[Written task] Pull out every line of the listing below that contains the word "bike".

[Available data]
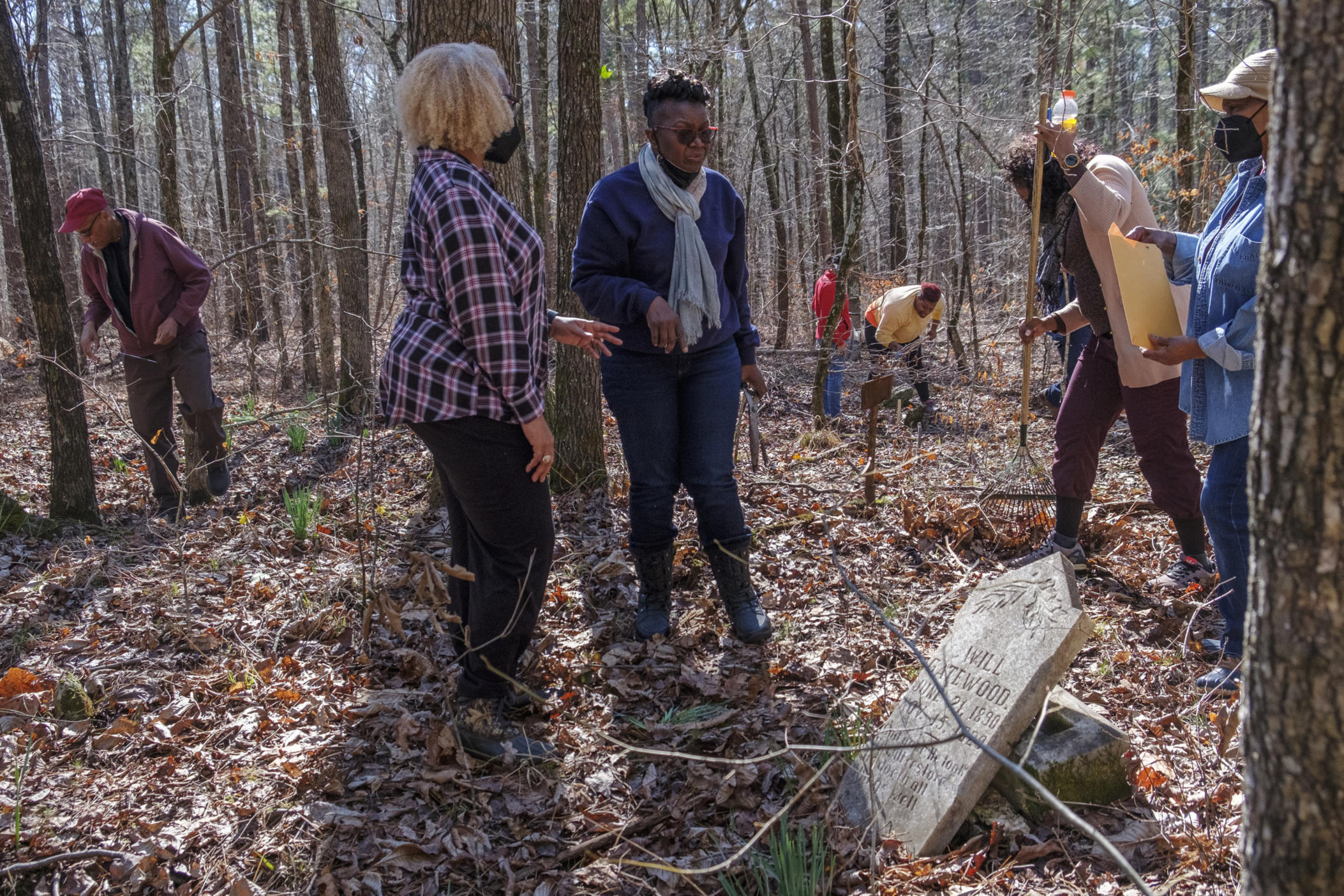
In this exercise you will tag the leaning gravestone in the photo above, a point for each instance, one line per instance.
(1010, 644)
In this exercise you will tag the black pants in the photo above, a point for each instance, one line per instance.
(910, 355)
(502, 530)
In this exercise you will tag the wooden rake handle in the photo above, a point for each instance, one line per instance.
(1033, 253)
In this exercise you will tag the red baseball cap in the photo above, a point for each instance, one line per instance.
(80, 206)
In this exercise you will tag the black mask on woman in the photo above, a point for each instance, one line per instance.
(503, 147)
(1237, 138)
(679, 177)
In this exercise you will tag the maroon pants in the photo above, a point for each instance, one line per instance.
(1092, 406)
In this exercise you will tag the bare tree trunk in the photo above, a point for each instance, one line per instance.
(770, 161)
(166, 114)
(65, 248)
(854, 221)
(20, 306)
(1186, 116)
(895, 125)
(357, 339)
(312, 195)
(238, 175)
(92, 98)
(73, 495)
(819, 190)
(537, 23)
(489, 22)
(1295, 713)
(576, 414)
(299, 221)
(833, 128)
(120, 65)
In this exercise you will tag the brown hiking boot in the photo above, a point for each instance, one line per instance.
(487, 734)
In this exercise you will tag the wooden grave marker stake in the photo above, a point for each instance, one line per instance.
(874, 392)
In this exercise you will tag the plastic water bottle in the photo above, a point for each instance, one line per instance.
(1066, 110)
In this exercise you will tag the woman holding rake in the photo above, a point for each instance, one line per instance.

...

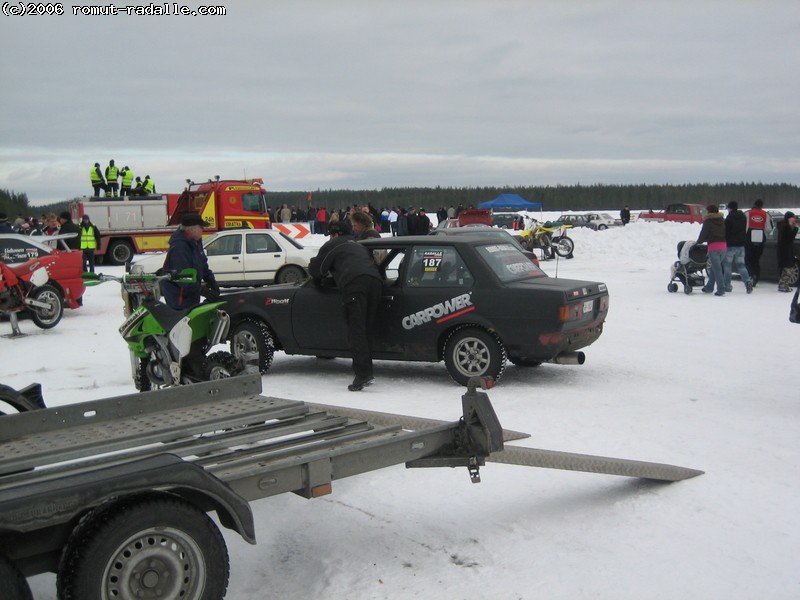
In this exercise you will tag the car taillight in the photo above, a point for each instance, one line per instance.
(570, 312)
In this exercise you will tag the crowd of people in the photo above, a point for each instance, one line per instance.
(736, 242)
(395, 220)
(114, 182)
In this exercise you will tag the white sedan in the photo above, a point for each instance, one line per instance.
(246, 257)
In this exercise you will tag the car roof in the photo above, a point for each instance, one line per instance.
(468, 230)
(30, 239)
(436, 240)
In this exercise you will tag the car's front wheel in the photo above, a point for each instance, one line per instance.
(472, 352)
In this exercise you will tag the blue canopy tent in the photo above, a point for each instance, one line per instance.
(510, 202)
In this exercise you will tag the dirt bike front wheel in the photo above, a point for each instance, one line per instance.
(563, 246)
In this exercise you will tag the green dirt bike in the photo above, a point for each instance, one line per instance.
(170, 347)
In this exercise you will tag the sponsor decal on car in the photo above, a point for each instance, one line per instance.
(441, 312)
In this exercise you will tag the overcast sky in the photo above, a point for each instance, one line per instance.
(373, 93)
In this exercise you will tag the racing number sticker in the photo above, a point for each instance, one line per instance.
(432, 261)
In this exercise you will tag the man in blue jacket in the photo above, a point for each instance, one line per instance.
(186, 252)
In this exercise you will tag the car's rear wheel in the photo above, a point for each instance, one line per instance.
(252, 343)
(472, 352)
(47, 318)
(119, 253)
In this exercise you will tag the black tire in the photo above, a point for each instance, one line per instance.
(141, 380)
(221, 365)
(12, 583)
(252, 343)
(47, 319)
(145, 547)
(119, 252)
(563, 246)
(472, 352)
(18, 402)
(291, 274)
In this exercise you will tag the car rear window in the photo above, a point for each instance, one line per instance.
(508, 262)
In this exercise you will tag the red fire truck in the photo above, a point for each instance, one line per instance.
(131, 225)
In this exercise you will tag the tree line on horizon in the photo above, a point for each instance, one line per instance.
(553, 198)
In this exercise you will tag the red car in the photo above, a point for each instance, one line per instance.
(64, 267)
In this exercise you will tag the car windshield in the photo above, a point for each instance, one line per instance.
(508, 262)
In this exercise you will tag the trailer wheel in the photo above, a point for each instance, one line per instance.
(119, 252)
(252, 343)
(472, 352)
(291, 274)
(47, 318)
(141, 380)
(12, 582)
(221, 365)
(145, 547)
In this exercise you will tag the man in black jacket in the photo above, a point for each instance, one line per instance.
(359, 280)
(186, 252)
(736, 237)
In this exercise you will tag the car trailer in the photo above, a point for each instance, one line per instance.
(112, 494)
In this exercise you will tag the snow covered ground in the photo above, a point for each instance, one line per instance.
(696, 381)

[Result]
In this exercise you will tag the dirt bike front wheel in the photo above, a point for each instance, one line per instance.
In this exercise you will tag the green dirt bike in the photo above, a point for each instance, one line per instance.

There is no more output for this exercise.